--- Texto selecionado ---

À Margem da Imagem,
de Evaldo Mocarzel
Brasil,
2002
O hábito não faz o
monge...
Derivado
manco do cinema de Eduardo Coutinho, À margem da imagem
sintetiza todo o perigo que a mera repetição de fórmulas
pode trazer ao documentário brasileiro hoje. Se a proposta de um
cinema documentário que se assuma como processo de interação
entre equipe e objetos-personagens aparece com força no cinema
brasileiro na década de 90, a absorção desse ideal
sem a habilidade e o estudo das condições práticas
de sua realização por cineastas afoitos, poder dar fruto
ao perigoso moralismo formal que norteia o filme de Evaldo Mocarzel.
Partir
de personagens excluídos e ouvi-los em depoimentos pessoais não
é, por si só, uma mágica para a realização
de um filme "ético". A ética no documentário (ao
contrário dessa bula mecanizada de atitudes em que quer se inserir
À margem da imagem), se expressa não apenas na relação
câmera-personagem, mas também da forma com que o filme compartilha
seu discurso com o espectador. Um pacto, um compartilhar dos afetos do
evento fílmico e não esse "dever moral" de respeitar o personagem
como um frágil bibelô. Esse cinema de depoimentos que quer
"dar a voz" aos excluídos faz parte de uma tradição
assistencialista cristã de um certo cinema brasileiro interessado
em tipificar nossas mazelas.
Explorar
a voz dos personagens como dispositivo para a argumentação
de que se está ouvindo diretamente a "realidade do povo" é
uma covardia discursiva abominável, chegando a ser mais perigosa
do que a tradicional narração interpretativa em off (ao
menos nessa, o Deus narrador não se disfarça, se impõe).

--- Registros fornecidos ---

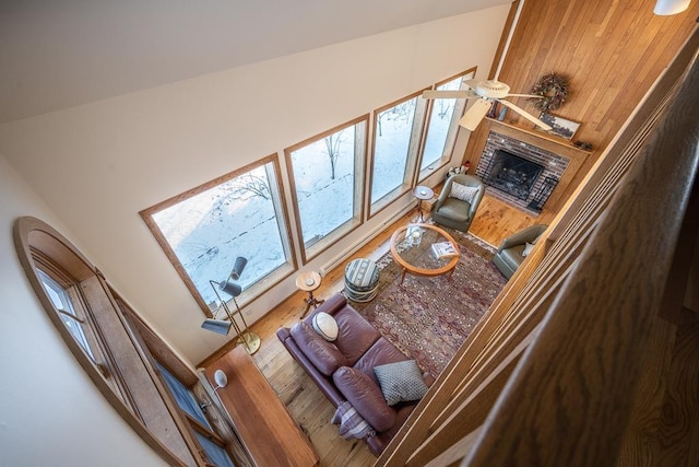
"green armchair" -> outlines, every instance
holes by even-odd
[[[485,186],[474,176],[450,176],[433,207],[433,219],[438,224],[469,232],[484,192]]]
[[[508,236],[493,257],[493,262],[506,278],[511,278],[520,267],[526,255],[526,244],[534,245],[548,225],[535,224]]]

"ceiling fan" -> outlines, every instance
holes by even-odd
[[[497,78],[493,80],[478,81],[478,80],[469,80],[464,82],[469,89],[463,91],[425,91],[423,92],[424,98],[472,98],[477,97],[478,100],[473,103],[471,107],[463,114],[461,120],[459,120],[459,125],[466,128],[467,130],[475,130],[481,120],[486,116],[490,107],[493,107],[494,102],[499,102],[506,107],[511,108],[512,110],[520,114],[522,117],[535,124],[537,127],[548,131],[552,129],[550,126],[546,125],[538,118],[534,117],[532,114],[528,113],[521,107],[512,104],[509,101],[505,101],[505,97],[532,97],[532,98],[544,98],[537,94],[510,94],[510,86],[498,81]]]

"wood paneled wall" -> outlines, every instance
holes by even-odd
[[[529,92],[548,72],[570,78],[569,100],[552,114],[581,122],[574,140],[590,142],[594,150],[566,195],[614,139],[699,16],[697,0],[673,16],[654,15],[654,0],[524,2],[499,80],[512,92]],[[538,113],[525,98],[513,102]],[[512,112],[506,121],[532,128]],[[476,160],[483,151],[479,130],[471,138],[464,160]]]

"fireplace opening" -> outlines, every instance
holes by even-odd
[[[519,199],[526,200],[544,167],[498,149],[483,182]]]

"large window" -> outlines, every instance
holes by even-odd
[[[206,313],[218,306],[211,281],[225,281],[238,257],[244,301],[293,270],[277,170],[270,156],[141,212]]]
[[[37,299],[115,410],[169,465],[202,465],[199,445],[154,384],[155,370],[143,358],[147,350],[126,325],[97,268],[38,219],[20,218],[14,240]]]
[[[285,151],[304,260],[360,222],[366,128],[365,116]]]
[[[375,112],[371,213],[410,188],[425,107],[425,100],[414,94]]]
[[[180,410],[185,412],[209,464],[217,467],[234,467],[230,454],[226,451],[226,441],[214,431],[204,413],[208,407],[212,407],[212,402],[201,404],[185,382],[157,361],[156,366],[173,398],[177,401]]]
[[[439,91],[459,91],[467,89],[464,82],[475,75],[475,69],[451,78],[436,85]],[[429,105],[427,136],[423,147],[419,179],[435,173],[451,159],[457,142],[459,119],[463,115],[466,100],[436,98]]]

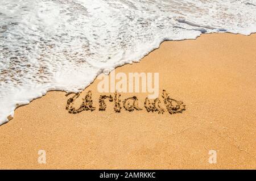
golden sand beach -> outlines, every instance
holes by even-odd
[[[89,90],[94,111],[69,113],[72,95],[50,91],[20,107],[0,126],[0,169],[256,169],[256,35],[204,34],[164,41],[139,63],[115,72],[159,73],[159,91],[182,100],[182,113],[98,111],[99,81]],[[113,93],[111,93],[114,96]],[[160,99],[160,95],[159,95]],[[46,163],[38,162],[38,151]],[[209,151],[217,162],[210,164]]]

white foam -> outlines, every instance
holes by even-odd
[[[256,1],[0,1],[0,124],[49,90],[79,91],[164,40],[256,31]]]

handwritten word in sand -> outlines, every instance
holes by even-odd
[[[66,95],[68,96],[70,94]],[[67,102],[66,110],[70,113],[77,113],[83,111],[93,111],[96,108],[93,106],[92,99],[92,91],[89,91],[84,98],[82,98],[82,104],[80,107],[75,108],[74,103],[75,100],[79,97],[80,93],[76,93],[73,96],[69,98]],[[178,101],[170,97],[166,90],[163,90],[161,100],[156,98],[155,99],[149,99],[146,98],[144,102],[144,107],[148,112],[156,112],[158,113],[163,113],[167,111],[170,114],[182,113],[185,110],[185,105],[182,101]],[[114,110],[115,112],[121,112],[121,109],[130,112],[142,110],[143,108],[139,106],[139,100],[135,96],[126,98],[122,101],[121,99],[121,94],[115,92],[114,96],[110,94],[108,95],[101,95],[99,98],[99,111],[104,111],[106,110],[107,106],[106,102],[114,102]],[[162,103],[162,101],[163,104]]]

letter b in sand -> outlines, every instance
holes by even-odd
[[[38,151],[38,162],[39,164],[46,164],[46,152],[44,150],[40,150]]]
[[[209,157],[209,163],[217,163],[217,151],[214,150],[210,150],[209,151],[209,154],[210,155]]]

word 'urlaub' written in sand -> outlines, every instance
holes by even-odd
[[[68,95],[67,94],[67,95]],[[85,98],[82,99],[82,103],[78,108],[76,108],[74,103],[80,95],[80,93],[76,93],[75,95],[68,99],[66,110],[70,113],[77,113],[83,111],[93,111],[96,110],[96,107],[93,106],[93,100],[92,99],[92,91],[89,91]],[[163,90],[162,95],[164,105],[162,104],[161,100],[158,98],[155,99],[149,99],[146,98],[144,102],[144,107],[148,112],[156,112],[158,113],[163,113],[166,111],[170,114],[182,113],[185,110],[185,105],[183,104],[182,101],[178,101],[172,99],[170,97],[168,94],[166,90]],[[99,98],[99,111],[105,111],[106,109],[106,104],[105,101],[108,100],[109,102],[114,102],[114,110],[115,112],[121,112],[121,110],[123,107],[126,111],[130,112],[134,110],[141,111],[143,108],[139,106],[139,100],[137,96],[134,96],[123,99],[122,102],[121,99],[121,94],[115,92],[114,96],[111,94],[101,95]]]

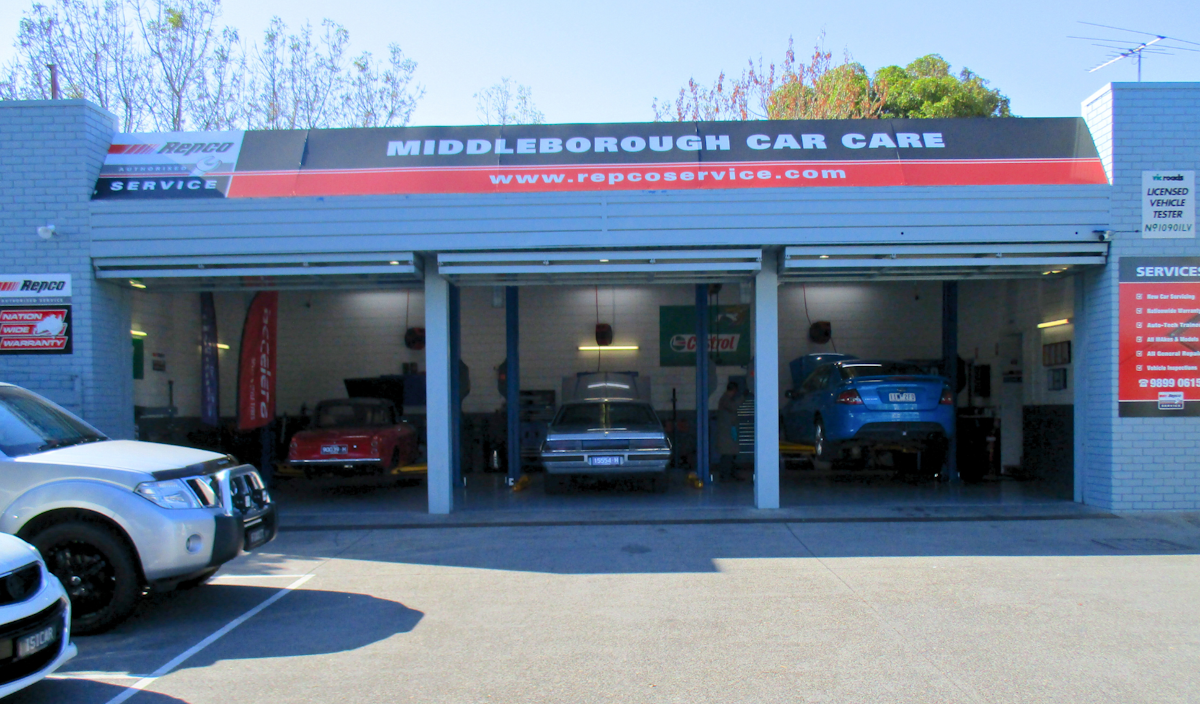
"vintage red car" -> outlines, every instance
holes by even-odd
[[[292,438],[288,464],[305,476],[409,474],[418,458],[416,428],[382,398],[322,401],[312,425]]]

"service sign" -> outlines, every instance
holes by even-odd
[[[1196,173],[1141,173],[1141,236],[1195,239]]]
[[[245,132],[115,134],[92,192],[106,198],[223,198]]]
[[[716,365],[750,363],[750,306],[708,308],[708,351]],[[696,306],[659,306],[659,366],[696,366]]]
[[[0,355],[71,354],[71,275],[0,275]]]
[[[1200,258],[1124,257],[1120,270],[1120,415],[1200,415]]]
[[[94,199],[1108,183],[1076,118],[118,134]]]

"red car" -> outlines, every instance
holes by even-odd
[[[424,471],[412,468],[416,440],[416,429],[400,420],[390,401],[322,401],[308,429],[292,438],[288,464],[305,476]]]

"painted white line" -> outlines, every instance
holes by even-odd
[[[217,579],[263,579],[266,577],[286,577],[295,579],[298,577],[305,577],[305,574],[217,574],[212,578],[212,582],[216,582]]]
[[[312,578],[313,578],[313,574],[305,574],[304,577],[296,579],[292,584],[288,584],[283,589],[276,591],[266,601],[264,601],[263,603],[256,606],[254,608],[250,609],[248,612],[241,614],[236,619],[229,621],[228,624],[226,624],[224,626],[222,626],[218,631],[214,632],[212,634],[210,634],[204,640],[200,640],[199,643],[197,643],[196,645],[192,645],[191,648],[188,648],[184,652],[180,652],[170,662],[168,662],[167,664],[164,664],[164,666],[160,667],[158,669],[154,670],[152,673],[150,673],[149,676],[142,678],[140,680],[138,680],[138,681],[133,682],[132,685],[130,685],[128,688],[126,688],[124,692],[121,692],[120,694],[118,694],[118,696],[113,697],[112,699],[109,699],[108,704],[121,704],[121,702],[127,700],[130,697],[137,694],[142,690],[144,690],[144,688],[149,687],[150,685],[152,685],[154,681],[157,680],[158,678],[162,678],[162,676],[166,676],[166,675],[170,674],[170,672],[173,669],[175,669],[176,667],[179,667],[179,666],[184,664],[185,662],[187,662],[187,660],[191,658],[193,655],[196,655],[197,652],[204,650],[209,645],[212,645],[222,636],[224,636],[229,631],[233,631],[238,626],[245,624],[247,620],[252,619],[259,612],[262,612],[266,607],[271,606],[272,603],[280,601],[281,598],[283,598],[284,596],[287,596],[290,591],[298,589],[305,582],[307,582],[307,580],[310,580]]]

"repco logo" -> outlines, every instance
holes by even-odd
[[[738,349],[738,339],[742,336],[736,332],[727,332],[724,335],[709,335],[708,336],[708,351],[733,351]],[[696,336],[695,335],[672,335],[671,336],[671,351],[676,353],[695,353],[696,351]]]
[[[233,149],[232,142],[168,142],[158,154],[224,154]]]
[[[67,282],[65,281],[31,281],[26,278],[20,283],[20,290],[29,291],[31,294],[40,294],[42,291],[60,291],[66,288],[66,285]]]

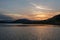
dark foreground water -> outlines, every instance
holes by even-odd
[[[0,25],[0,40],[60,40],[60,26]]]

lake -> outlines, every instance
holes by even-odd
[[[0,40],[60,40],[60,26],[0,24]]]

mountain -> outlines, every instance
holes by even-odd
[[[60,14],[56,15],[47,20],[28,20],[28,19],[18,19],[13,23],[22,23],[22,24],[55,24],[60,25]]]
[[[5,16],[8,17],[8,16]],[[10,17],[8,17],[10,18]],[[18,19],[15,21],[11,20],[0,20],[0,23],[22,23],[22,24],[54,24],[54,25],[60,25],[60,14],[56,15],[52,18],[49,18],[47,20],[29,20],[29,19]]]

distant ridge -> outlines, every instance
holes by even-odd
[[[22,24],[53,24],[53,25],[60,25],[60,14],[56,15],[52,18],[47,20],[29,20],[29,19],[18,19],[15,21],[7,22],[7,21],[0,21],[0,23],[22,23]]]

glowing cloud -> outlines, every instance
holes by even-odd
[[[35,4],[35,3],[30,3],[30,4],[32,4],[32,5],[33,5],[35,8],[37,8],[37,9],[52,10],[52,9],[49,9],[49,8],[45,8],[45,7],[43,7],[43,6],[39,6],[39,5]]]

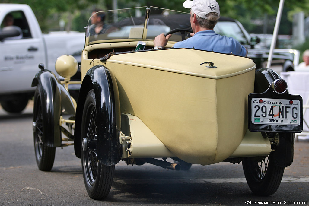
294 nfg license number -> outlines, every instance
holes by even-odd
[[[251,121],[254,124],[298,125],[300,103],[295,99],[253,98]]]

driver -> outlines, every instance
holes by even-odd
[[[215,0],[187,0],[184,7],[190,10],[190,22],[193,33],[192,37],[176,43],[175,48],[192,48],[213,51],[246,57],[248,51],[238,41],[216,34],[214,27],[220,18],[219,4]],[[154,41],[155,49],[166,46],[171,35],[166,37],[164,34],[157,36]]]

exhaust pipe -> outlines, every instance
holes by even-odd
[[[169,162],[167,162],[166,160],[162,161],[154,158],[140,158],[140,159],[141,160],[149,164],[159,166],[163,168],[177,171],[181,169],[181,166],[179,164]]]

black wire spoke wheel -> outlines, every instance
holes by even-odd
[[[276,165],[270,155],[246,158],[242,164],[248,185],[253,193],[268,196],[276,192],[281,182],[284,167]]]
[[[93,90],[86,98],[82,120],[81,149],[84,181],[89,196],[93,199],[105,198],[112,187],[115,166],[101,163],[96,153],[98,120]]]
[[[55,160],[56,148],[49,147],[43,141],[44,123],[42,105],[37,89],[34,95],[33,107],[33,140],[36,163],[40,170],[50,171]]]

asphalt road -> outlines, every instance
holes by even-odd
[[[280,187],[271,196],[251,192],[241,163],[194,165],[186,171],[121,162],[116,165],[108,197],[93,200],[87,195],[80,160],[73,146],[57,148],[50,172],[38,169],[31,107],[30,103],[23,113],[14,115],[0,107],[1,205],[242,205],[246,201],[254,205],[309,205],[309,141],[304,140],[295,142],[294,162],[286,168]]]

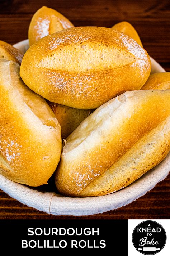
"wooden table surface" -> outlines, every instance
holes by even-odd
[[[135,27],[150,55],[170,72],[170,4],[169,0],[1,0],[0,40],[13,44],[27,38],[31,18],[43,5],[57,10],[76,26],[110,27],[127,21]],[[49,215],[0,190],[0,219],[169,219],[170,180],[169,175],[151,191],[125,207],[80,217]]]

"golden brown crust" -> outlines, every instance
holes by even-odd
[[[131,184],[158,165],[170,149],[170,117],[150,131],[79,194],[103,195]]]
[[[24,84],[19,66],[0,60],[0,172],[30,186],[47,184],[60,159],[61,126],[41,96]]]
[[[143,45],[139,35],[135,28],[129,22],[127,22],[127,21],[122,21],[117,23],[112,27],[112,28],[123,32],[127,36],[133,38],[141,47],[143,47]]]
[[[94,111],[64,142],[55,175],[59,191],[79,196],[169,116],[170,104],[170,90],[140,90],[125,93]]]
[[[12,60],[21,64],[24,54],[9,44],[0,41],[0,59]]]
[[[28,30],[30,46],[44,36],[74,27],[70,21],[55,10],[43,6],[34,15]]]
[[[169,89],[170,89],[170,72],[163,72],[151,75],[141,90]]]
[[[135,60],[125,66],[122,63],[122,67],[97,71],[59,71],[38,66],[44,56],[49,58],[58,48],[64,46],[66,51],[67,45],[90,41],[113,45],[113,51],[115,46],[116,52],[119,48],[120,54],[125,54],[125,59],[133,56]],[[76,46],[75,55],[76,49]],[[69,54],[68,51],[66,62]],[[117,55],[115,58],[118,58]],[[147,80],[151,67],[146,51],[123,33],[105,28],[77,27],[59,31],[35,43],[24,55],[20,74],[29,88],[50,101],[90,109],[126,91],[140,89]]]
[[[57,103],[48,101],[61,127],[61,137],[67,138],[85,118],[91,114],[91,110],[79,109]]]

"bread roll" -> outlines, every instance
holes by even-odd
[[[48,102],[61,127],[61,137],[66,139],[85,118],[91,110],[78,109]]]
[[[130,37],[133,38],[140,45],[143,47],[142,42],[138,34],[133,27],[129,22],[127,21],[122,21],[117,23],[114,25],[112,28],[123,32]]]
[[[17,63],[0,60],[0,172],[39,186],[59,161],[61,126],[45,100],[24,84],[19,70]]]
[[[36,12],[31,20],[28,30],[29,45],[48,35],[74,26],[58,12],[43,6]]]
[[[63,143],[59,191],[99,196],[130,184],[167,153],[170,116],[170,90],[127,92],[101,106]]]
[[[151,75],[141,90],[170,89],[170,72],[155,73]]]
[[[24,54],[9,44],[0,41],[0,59],[12,60],[20,65]]]
[[[25,54],[20,74],[30,89],[50,101],[89,109],[139,90],[151,68],[146,51],[123,33],[77,27],[37,41]]]

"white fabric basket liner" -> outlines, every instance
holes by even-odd
[[[28,40],[14,45],[24,53]],[[165,72],[152,58],[151,73]],[[23,203],[54,215],[76,216],[103,213],[130,203],[151,189],[168,175],[170,170],[170,152],[160,163],[129,186],[106,196],[92,197],[69,197],[54,192],[42,192],[12,181],[0,174],[0,188]]]

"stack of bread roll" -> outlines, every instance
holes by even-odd
[[[98,196],[165,157],[170,73],[150,75],[131,24],[74,27],[44,6],[28,37],[24,56],[0,41],[1,173],[37,186],[55,171],[63,194]]]

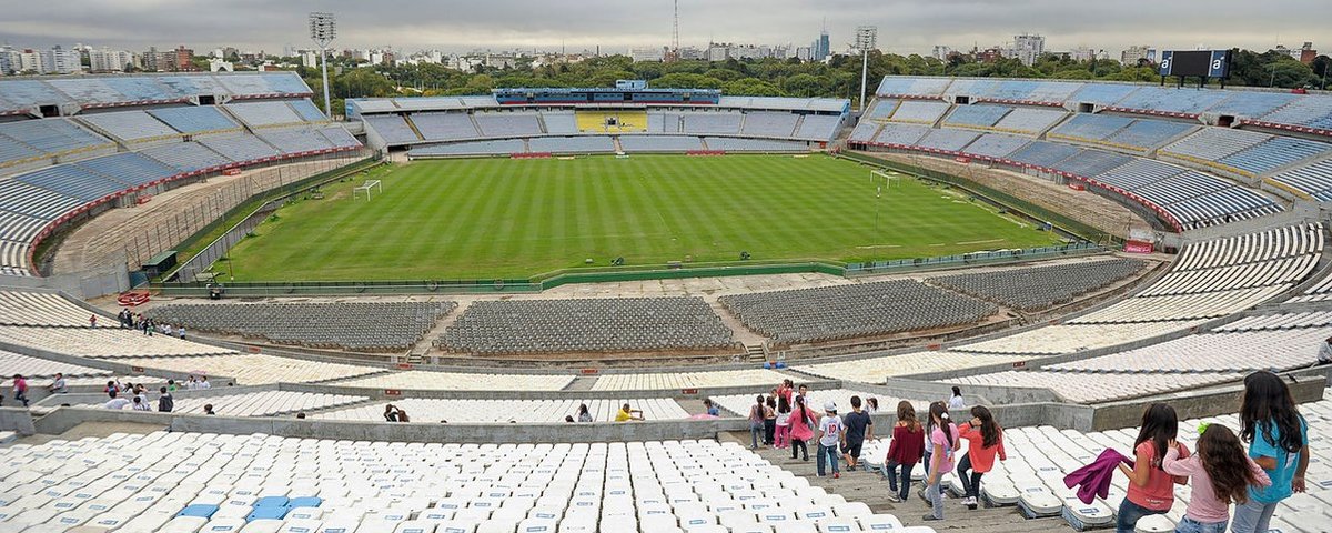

---

- Suas instruções: Segundo a crítica sobre À margem da imagem, em que década a proposta de um cinema documentário como processo de interação entre equipe e objetos-personagens aparece com força no cinema brasileiro?

- Resposta completa: Na década de 90.